Task objective: Could you reproduce every line of the records below verbatim, without changing anything?

^^^^^^^^

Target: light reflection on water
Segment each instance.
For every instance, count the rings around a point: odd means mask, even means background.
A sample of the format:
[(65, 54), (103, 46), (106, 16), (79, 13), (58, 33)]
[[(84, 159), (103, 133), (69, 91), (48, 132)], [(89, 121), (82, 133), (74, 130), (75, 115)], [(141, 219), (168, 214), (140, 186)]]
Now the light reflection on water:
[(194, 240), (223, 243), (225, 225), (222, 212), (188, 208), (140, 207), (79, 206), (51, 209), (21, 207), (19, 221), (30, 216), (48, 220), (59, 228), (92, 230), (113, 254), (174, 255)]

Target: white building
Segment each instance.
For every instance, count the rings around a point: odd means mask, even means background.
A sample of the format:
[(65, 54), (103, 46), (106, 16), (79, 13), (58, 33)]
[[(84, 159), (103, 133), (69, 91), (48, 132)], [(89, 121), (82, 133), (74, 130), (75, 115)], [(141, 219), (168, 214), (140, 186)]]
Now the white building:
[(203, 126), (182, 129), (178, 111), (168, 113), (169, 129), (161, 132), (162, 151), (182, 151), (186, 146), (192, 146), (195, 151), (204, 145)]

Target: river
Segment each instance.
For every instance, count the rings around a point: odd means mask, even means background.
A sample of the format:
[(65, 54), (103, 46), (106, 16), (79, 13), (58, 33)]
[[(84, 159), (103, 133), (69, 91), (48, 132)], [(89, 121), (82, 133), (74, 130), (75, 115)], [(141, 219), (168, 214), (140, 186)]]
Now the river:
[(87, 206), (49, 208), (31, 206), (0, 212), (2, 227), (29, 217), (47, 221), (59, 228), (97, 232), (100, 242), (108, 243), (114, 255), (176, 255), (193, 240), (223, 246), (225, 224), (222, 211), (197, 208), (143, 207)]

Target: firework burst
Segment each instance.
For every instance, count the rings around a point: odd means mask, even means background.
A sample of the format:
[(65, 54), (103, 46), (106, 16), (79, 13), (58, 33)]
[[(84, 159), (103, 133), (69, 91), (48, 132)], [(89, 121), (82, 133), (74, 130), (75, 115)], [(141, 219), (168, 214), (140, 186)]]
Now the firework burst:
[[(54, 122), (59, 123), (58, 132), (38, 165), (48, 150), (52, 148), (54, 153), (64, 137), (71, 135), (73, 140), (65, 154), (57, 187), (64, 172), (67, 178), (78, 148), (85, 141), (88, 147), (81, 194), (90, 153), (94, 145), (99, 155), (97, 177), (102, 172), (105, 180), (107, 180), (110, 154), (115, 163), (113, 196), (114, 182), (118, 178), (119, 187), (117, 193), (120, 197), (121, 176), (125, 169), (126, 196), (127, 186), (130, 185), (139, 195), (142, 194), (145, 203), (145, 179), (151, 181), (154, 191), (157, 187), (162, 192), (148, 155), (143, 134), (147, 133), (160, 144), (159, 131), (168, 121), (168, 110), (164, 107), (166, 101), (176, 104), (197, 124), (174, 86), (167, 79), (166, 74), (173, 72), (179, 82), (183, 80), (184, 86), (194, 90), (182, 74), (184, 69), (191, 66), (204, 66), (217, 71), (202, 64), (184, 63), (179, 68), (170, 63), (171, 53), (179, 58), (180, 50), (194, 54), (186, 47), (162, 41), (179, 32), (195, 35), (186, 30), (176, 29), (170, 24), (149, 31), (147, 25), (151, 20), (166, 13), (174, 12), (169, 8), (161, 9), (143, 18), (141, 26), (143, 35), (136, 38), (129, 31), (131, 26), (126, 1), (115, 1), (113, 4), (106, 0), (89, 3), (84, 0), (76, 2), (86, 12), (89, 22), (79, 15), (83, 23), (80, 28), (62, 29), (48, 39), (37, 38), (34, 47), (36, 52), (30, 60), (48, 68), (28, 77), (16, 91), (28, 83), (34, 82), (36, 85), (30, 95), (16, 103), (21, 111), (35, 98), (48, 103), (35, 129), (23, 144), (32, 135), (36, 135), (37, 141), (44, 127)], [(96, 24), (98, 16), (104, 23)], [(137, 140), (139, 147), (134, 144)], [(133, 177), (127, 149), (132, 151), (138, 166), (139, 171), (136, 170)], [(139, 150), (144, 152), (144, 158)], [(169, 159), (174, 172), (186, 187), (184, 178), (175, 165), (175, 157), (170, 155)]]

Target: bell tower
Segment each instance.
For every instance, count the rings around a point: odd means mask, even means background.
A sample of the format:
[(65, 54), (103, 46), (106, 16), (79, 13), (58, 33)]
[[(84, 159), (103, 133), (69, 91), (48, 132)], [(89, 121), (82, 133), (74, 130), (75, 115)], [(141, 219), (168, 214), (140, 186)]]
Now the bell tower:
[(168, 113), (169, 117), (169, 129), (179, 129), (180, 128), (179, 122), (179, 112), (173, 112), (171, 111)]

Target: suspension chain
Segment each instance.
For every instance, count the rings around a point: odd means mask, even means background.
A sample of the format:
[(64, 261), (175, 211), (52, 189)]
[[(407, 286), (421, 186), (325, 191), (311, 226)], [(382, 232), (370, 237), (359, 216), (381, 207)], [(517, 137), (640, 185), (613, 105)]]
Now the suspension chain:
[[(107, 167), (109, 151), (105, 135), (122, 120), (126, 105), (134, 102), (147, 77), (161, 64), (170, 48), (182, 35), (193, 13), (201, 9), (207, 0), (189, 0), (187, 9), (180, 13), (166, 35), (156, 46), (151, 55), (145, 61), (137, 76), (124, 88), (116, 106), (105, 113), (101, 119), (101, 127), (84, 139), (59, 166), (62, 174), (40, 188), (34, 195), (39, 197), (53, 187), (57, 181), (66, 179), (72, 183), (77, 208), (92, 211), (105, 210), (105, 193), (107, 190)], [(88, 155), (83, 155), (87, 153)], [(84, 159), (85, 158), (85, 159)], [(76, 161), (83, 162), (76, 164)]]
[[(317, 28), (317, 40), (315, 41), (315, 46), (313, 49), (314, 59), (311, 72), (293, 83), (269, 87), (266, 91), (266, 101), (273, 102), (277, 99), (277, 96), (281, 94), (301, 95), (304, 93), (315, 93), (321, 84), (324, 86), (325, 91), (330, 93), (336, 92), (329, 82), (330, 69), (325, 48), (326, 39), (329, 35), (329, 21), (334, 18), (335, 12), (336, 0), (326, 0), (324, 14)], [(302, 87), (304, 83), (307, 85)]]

^^^^^^^^

Exercise result:
Target: light reflection on water
Segment each instance.
For every instance, count the rings around a point: odd means mask, even means background.
A sample of the format:
[(65, 54), (103, 46), (106, 16), (79, 13), (58, 33)]
[[(84, 159), (103, 133), (69, 91), (48, 132)], [(89, 121), (82, 133), (74, 130), (75, 115)], [(141, 219), (168, 214), (140, 186)]]
Now the light reflection on water:
[(194, 240), (223, 243), (225, 225), (222, 212), (188, 208), (140, 207), (79, 206), (51, 209), (21, 207), (19, 221), (30, 216), (48, 220), (59, 228), (92, 230), (113, 254), (174, 255)]

Target: white building
Segment each instance.
For every instance, count the rings around a point: odd means mask, even means background.
A sample of the format:
[(65, 54), (103, 46), (106, 16), (79, 13), (58, 33)]
[[(84, 159), (103, 133), (69, 91), (48, 132)], [(89, 121), (82, 133), (74, 130), (75, 115)], [(141, 219), (168, 214), (140, 186)]]
Now the white building:
[(203, 126), (182, 129), (178, 111), (168, 113), (169, 129), (161, 132), (162, 151), (182, 151), (186, 146), (192, 146), (195, 151), (204, 145)]

Target: river
Segment each instance.
For every instance, count the rings around a point: odd means mask, even means background.
A sample of the format:
[(65, 54), (103, 46), (106, 16), (79, 13), (58, 33)]
[[(84, 159), (103, 133), (69, 91), (48, 132)], [(89, 121), (82, 133), (74, 130), (75, 115)], [(141, 219), (168, 214), (140, 186)]]
Now the river:
[(87, 206), (49, 208), (31, 206), (0, 212), (2, 227), (29, 217), (47, 221), (59, 228), (97, 232), (100, 242), (108, 243), (114, 255), (176, 255), (193, 240), (223, 246), (225, 224), (222, 211), (197, 208), (143, 207)]

Target: firework burst
Segment each instance.
For every instance, count the rings around a point: odd means mask, even means background.
A sample of the format:
[(65, 54), (103, 46), (106, 16), (79, 13), (58, 33)]
[[(84, 159), (103, 133), (69, 91), (48, 132)], [(89, 121), (82, 133), (74, 130), (75, 115)], [(141, 219), (168, 214), (140, 186)]]
Now the firework burst:
[[(54, 122), (59, 123), (58, 132), (38, 165), (48, 150), (52, 148), (54, 153), (64, 137), (71, 135), (73, 140), (65, 154), (57, 187), (64, 172), (67, 178), (78, 148), (85, 141), (88, 147), (81, 194), (90, 153), (94, 145), (99, 155), (97, 177), (102, 172), (105, 180), (107, 180), (110, 154), (115, 163), (113, 196), (114, 182), (118, 178), (119, 187), (117, 193), (120, 197), (121, 176), (125, 169), (126, 196), (127, 186), (130, 185), (139, 195), (142, 194), (145, 203), (145, 179), (151, 181), (154, 191), (157, 187), (162, 192), (148, 155), (143, 134), (147, 133), (160, 144), (159, 131), (168, 121), (168, 110), (164, 107), (166, 101), (176, 104), (197, 124), (174, 86), (167, 79), (166, 74), (173, 72), (179, 82), (183, 80), (184, 86), (194, 90), (182, 74), (184, 69), (191, 66), (204, 66), (217, 71), (202, 64), (184, 63), (179, 68), (170, 63), (171, 53), (179, 58), (180, 50), (194, 54), (186, 47), (162, 41), (179, 32), (195, 35), (186, 30), (176, 29), (170, 24), (149, 31), (147, 25), (151, 20), (166, 13), (174, 12), (169, 8), (161, 9), (143, 18), (141, 26), (143, 35), (136, 38), (129, 31), (131, 26), (126, 1), (115, 1), (113, 4), (106, 0), (89, 3), (84, 0), (76, 2), (86, 12), (89, 22), (79, 15), (83, 23), (80, 28), (62, 29), (48, 39), (37, 38), (34, 47), (36, 52), (30, 60), (48, 68), (28, 77), (16, 91), (28, 83), (34, 82), (36, 85), (30, 95), (16, 103), (21, 111), (35, 98), (48, 103), (35, 129), (23, 144), (32, 135), (36, 135), (37, 141), (44, 127)], [(96, 24), (98, 16), (104, 23)], [(137, 140), (139, 147), (134, 144)], [(133, 177), (127, 149), (132, 151), (138, 166), (139, 171), (136, 170)], [(139, 150), (144, 152), (144, 158)], [(169, 159), (174, 172), (186, 187), (184, 178), (175, 165), (175, 157), (170, 155)]]

Target: bell tower
Segment each instance.
For every instance, count the rings around a point: odd means mask, even means background.
A sample of the format:
[(65, 54), (103, 46), (106, 16), (79, 13), (58, 33)]
[[(84, 159), (103, 133), (69, 91), (48, 132)], [(89, 121), (82, 133), (74, 130), (75, 115)], [(141, 219), (168, 214), (140, 186)]]
Now the bell tower:
[(168, 113), (169, 117), (169, 129), (179, 129), (180, 128), (179, 122), (179, 112), (173, 112), (171, 111)]

Target: suspension chain
Segment each instance.
For every instance, count the rings around a point: odd means mask, even means background.
A sample of the format:
[(64, 261), (175, 211), (52, 189)]
[[(407, 286), (421, 186), (325, 191), (311, 226)], [(382, 232), (370, 237), (359, 216), (381, 207)], [(517, 137), (640, 185), (613, 105)]]
Now the suspension chain:
[[(107, 167), (109, 151), (105, 135), (122, 120), (126, 105), (134, 102), (147, 77), (161, 64), (170, 48), (182, 35), (193, 13), (201, 9), (207, 0), (189, 0), (187, 9), (180, 13), (166, 35), (156, 46), (151, 55), (145, 61), (137, 76), (124, 88), (116, 106), (105, 113), (101, 119), (101, 127), (84, 139), (59, 166), (62, 174), (40, 188), (34, 195), (39, 197), (53, 187), (57, 181), (66, 179), (72, 183), (77, 208), (92, 211), (105, 210), (105, 193), (107, 190)], [(88, 155), (83, 155), (87, 153)], [(84, 159), (85, 158), (85, 159)], [(76, 161), (83, 162), (76, 164)]]
[[(317, 28), (317, 40), (315, 41), (315, 46), (313, 49), (314, 59), (311, 72), (293, 83), (269, 87), (266, 91), (266, 101), (273, 102), (277, 99), (277, 96), (281, 94), (301, 95), (304, 93), (315, 93), (321, 84), (324, 86), (325, 91), (330, 93), (336, 92), (329, 82), (330, 69), (325, 48), (326, 39), (329, 35), (329, 21), (334, 18), (335, 12), (336, 0), (326, 0), (324, 14)], [(302, 87), (304, 83), (307, 85)]]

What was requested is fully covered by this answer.